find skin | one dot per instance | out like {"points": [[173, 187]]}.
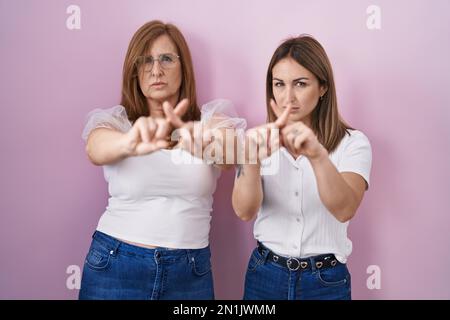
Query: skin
{"points": [[296, 89]]}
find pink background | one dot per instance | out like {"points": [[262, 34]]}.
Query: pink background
{"points": [[392, 84]]}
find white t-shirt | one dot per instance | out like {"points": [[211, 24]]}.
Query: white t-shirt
{"points": [[155, 200], [292, 220]]}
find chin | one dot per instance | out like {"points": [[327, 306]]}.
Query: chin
{"points": [[159, 95]]}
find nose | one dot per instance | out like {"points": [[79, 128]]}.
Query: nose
{"points": [[156, 69], [290, 96]]}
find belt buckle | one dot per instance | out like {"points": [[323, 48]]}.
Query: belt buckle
{"points": [[289, 264]]}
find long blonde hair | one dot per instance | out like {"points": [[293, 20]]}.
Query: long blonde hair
{"points": [[326, 122]]}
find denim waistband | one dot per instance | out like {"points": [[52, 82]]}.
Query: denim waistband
{"points": [[116, 245]]}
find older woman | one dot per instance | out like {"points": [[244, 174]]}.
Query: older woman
{"points": [[152, 241]]}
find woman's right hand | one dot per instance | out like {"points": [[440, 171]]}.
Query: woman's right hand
{"points": [[151, 134], [262, 141]]}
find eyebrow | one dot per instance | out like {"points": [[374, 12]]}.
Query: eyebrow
{"points": [[298, 79]]}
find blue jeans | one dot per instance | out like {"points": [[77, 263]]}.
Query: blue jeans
{"points": [[117, 270], [266, 280]]}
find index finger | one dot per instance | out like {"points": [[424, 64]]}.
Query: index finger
{"points": [[173, 118], [282, 119], [181, 108]]}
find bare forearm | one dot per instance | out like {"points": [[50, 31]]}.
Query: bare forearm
{"points": [[335, 193], [247, 191], [106, 146]]}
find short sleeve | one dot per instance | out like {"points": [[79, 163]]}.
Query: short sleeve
{"points": [[220, 113], [357, 156], [113, 118]]}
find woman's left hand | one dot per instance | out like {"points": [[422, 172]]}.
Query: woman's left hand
{"points": [[193, 136], [299, 139]]}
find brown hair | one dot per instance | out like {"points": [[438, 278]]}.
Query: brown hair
{"points": [[326, 122], [133, 99]]}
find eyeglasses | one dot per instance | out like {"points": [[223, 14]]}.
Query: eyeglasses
{"points": [[166, 61]]}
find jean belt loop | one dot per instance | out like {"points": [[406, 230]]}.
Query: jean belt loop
{"points": [[115, 248], [313, 264]]}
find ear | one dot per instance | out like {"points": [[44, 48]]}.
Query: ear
{"points": [[323, 89]]}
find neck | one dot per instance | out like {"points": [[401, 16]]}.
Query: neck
{"points": [[155, 106]]}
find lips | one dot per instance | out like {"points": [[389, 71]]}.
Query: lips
{"points": [[158, 84]]}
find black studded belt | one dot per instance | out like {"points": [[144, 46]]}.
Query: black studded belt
{"points": [[320, 262]]}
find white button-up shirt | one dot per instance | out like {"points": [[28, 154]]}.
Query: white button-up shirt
{"points": [[293, 221]]}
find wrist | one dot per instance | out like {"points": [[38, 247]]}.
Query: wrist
{"points": [[320, 156]]}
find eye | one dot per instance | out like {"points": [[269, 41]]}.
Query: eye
{"points": [[301, 84], [166, 58], [148, 60]]}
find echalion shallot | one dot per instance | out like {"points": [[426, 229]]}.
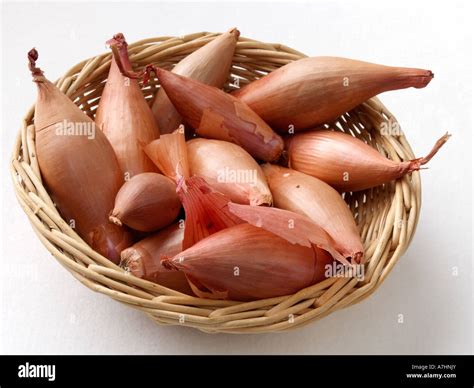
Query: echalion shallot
{"points": [[146, 202], [245, 263], [143, 259], [303, 194], [345, 162], [206, 209], [313, 91], [209, 64], [229, 169], [170, 155], [218, 115], [78, 166], [125, 117]]}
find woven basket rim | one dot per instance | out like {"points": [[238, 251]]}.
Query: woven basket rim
{"points": [[386, 235]]}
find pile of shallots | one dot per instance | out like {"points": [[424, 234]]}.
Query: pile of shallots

....

Filter the entries above and copy only the lines that hold "pile".

find pile of shallots | one dot per instance | out like {"points": [[424, 234]]}.
Query: pile of shallots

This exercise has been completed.